### What needs to be done
Using the entries below, return word for word the lines from the one containing "For each instance of the long" up to and including the last.

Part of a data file
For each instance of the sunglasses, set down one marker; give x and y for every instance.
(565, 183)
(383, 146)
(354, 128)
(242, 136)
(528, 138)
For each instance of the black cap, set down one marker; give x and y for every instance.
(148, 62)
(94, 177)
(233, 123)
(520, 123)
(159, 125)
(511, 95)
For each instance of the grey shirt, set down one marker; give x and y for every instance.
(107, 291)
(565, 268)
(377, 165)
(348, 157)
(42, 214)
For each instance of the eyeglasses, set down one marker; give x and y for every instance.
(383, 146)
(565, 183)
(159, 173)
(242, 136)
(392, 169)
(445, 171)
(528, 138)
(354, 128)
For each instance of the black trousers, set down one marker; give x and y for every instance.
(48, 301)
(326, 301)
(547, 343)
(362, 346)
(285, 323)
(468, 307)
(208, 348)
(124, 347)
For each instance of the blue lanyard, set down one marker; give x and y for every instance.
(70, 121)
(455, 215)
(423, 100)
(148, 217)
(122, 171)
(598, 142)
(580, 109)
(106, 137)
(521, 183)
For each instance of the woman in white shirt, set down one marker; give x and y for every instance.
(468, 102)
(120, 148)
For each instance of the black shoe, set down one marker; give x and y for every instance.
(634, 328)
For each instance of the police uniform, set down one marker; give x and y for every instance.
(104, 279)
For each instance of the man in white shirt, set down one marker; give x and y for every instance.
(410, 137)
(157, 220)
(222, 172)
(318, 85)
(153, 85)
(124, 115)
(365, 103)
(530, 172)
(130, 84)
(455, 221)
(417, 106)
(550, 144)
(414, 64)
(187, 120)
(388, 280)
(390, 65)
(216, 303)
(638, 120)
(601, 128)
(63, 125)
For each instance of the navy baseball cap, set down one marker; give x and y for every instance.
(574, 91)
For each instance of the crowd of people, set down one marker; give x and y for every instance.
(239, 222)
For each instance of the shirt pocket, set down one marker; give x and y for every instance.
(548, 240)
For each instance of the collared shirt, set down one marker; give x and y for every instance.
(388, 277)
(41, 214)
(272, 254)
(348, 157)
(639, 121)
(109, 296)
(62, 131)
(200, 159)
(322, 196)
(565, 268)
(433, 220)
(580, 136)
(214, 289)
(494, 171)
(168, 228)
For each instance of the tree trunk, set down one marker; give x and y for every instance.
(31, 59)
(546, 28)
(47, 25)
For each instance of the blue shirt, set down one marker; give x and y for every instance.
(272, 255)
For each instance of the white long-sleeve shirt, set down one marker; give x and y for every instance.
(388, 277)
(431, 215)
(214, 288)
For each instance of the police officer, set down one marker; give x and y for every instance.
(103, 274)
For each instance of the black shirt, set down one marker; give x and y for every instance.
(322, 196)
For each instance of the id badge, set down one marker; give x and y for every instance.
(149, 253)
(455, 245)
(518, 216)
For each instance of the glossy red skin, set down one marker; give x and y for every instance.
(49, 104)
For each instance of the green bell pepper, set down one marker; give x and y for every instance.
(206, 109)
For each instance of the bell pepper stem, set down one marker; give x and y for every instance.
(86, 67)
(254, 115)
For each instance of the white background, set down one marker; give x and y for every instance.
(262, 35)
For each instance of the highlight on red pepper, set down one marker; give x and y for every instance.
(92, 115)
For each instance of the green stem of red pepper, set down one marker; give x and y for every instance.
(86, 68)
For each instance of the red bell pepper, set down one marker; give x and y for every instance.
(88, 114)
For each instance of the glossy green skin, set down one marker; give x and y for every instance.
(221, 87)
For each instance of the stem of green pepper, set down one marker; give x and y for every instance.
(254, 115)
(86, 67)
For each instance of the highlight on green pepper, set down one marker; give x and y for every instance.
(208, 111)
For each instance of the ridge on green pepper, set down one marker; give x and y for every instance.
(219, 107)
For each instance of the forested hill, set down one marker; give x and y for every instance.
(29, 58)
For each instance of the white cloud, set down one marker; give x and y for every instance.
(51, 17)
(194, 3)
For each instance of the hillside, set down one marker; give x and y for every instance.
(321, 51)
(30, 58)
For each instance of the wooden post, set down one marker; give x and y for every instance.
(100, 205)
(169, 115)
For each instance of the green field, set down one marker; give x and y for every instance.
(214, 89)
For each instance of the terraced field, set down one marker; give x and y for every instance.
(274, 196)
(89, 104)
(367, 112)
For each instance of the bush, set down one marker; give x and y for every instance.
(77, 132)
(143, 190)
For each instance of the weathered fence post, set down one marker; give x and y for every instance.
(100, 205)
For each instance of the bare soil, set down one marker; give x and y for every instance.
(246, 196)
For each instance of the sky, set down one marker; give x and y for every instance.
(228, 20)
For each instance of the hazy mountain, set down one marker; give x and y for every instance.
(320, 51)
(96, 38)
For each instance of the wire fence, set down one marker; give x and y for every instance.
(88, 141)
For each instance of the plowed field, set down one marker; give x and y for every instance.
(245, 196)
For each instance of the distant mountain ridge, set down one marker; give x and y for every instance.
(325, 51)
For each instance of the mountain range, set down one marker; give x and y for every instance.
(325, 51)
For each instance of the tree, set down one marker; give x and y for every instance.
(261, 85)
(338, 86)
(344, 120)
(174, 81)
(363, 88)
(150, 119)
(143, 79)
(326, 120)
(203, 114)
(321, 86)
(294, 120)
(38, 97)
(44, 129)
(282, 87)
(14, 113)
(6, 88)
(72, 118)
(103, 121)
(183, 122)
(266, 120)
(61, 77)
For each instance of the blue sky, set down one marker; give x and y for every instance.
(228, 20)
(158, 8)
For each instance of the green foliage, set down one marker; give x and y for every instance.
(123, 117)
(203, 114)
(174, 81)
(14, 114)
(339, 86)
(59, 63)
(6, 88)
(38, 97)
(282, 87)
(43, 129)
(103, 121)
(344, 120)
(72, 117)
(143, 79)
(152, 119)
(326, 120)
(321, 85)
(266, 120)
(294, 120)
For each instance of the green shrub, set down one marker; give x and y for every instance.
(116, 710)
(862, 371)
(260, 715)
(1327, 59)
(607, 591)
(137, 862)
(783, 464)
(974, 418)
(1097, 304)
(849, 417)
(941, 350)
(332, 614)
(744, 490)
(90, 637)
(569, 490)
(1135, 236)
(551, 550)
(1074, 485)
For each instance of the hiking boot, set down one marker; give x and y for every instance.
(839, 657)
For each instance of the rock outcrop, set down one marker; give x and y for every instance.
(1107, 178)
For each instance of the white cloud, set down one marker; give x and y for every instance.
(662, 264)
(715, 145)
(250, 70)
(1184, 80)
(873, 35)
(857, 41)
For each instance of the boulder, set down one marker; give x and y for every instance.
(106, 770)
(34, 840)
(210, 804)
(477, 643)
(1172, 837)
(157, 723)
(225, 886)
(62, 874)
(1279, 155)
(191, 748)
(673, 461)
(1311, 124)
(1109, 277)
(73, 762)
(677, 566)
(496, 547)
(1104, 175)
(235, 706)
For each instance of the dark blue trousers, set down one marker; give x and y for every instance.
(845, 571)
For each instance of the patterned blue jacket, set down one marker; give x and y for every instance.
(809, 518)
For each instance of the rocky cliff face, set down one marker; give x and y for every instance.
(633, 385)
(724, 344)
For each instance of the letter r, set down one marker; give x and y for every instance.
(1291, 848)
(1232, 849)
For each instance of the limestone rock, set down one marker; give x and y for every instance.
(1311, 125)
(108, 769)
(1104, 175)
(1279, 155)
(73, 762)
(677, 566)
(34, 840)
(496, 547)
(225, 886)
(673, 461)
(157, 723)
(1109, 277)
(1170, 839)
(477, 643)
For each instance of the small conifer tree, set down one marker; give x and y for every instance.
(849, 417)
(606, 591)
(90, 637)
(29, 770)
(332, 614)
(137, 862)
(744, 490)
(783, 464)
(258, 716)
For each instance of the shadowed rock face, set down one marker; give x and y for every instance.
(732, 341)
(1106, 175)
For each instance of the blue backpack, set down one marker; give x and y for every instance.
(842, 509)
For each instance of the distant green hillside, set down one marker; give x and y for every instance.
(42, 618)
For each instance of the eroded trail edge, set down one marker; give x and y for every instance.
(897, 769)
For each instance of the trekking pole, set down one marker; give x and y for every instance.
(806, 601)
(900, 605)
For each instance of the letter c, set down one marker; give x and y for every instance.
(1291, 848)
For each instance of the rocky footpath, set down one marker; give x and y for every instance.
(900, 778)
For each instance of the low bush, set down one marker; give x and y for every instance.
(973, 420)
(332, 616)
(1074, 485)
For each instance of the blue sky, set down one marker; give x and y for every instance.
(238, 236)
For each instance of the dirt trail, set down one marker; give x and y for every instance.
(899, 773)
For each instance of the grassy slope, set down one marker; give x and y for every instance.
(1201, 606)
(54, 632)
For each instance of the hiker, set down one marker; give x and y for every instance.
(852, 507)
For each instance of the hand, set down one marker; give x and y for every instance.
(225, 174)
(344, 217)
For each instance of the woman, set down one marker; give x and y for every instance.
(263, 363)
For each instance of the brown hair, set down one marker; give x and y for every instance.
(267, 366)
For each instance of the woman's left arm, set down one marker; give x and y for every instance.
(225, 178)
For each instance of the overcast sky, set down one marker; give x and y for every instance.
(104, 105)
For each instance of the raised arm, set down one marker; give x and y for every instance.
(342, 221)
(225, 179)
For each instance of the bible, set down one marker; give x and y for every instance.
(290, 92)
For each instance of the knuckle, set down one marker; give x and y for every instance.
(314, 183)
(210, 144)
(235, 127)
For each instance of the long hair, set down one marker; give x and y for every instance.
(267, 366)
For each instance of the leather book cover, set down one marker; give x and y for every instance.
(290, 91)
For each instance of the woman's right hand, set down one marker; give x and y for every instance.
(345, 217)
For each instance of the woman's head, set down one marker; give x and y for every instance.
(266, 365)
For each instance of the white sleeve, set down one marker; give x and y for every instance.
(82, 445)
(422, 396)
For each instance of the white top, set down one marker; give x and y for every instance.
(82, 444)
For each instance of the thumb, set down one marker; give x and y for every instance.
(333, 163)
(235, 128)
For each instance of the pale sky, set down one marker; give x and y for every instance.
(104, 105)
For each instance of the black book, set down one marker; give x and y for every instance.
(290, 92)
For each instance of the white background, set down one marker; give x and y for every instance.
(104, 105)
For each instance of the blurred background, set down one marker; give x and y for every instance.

### Response to the exercise
For each instance of the long hair, set down one marker; give x and y for every instance.
(267, 366)
For each instance of the leather book cover, set down one marker; give x and y for every instance.
(290, 91)
For each instance of the woman's right hand, set down one marker; give x and y for every instance.
(345, 217)
For each instance of the woman's head, set down one marker; give x and y for every instance.
(266, 365)
For each instance of the white sleeve, set down one marker; give x and y for every instance.
(82, 445)
(422, 396)
For each instance of the white top, set down one marker; give x and y for every instance.
(82, 444)
For each instance of the thumb, set down one marker; give x and y for every instance.
(333, 163)
(235, 128)
For each instance of the pale sky, set down one marker; give x and y for every instance.
(104, 105)
For each instance of the black book, set down one marker; give x and y for every instance.
(290, 92)
For each instance of the white background, set down one marker; give x and y for every instance.
(104, 105)
For each instance of the blurred background, set down one marker; give x and y for every instance.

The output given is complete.